§ Short task
Could you reproduce each of these records line for line, with no changes?

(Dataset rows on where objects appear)
--- --- ---
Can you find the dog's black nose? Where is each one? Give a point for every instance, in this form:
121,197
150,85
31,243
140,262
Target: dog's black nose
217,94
--- --- ---
§ Task solution
Can you find the dog's black nose? Where is each one? Give a point for every instance, in this form:
121,197
150,85
31,243
140,262
Target: dog's black nose
217,94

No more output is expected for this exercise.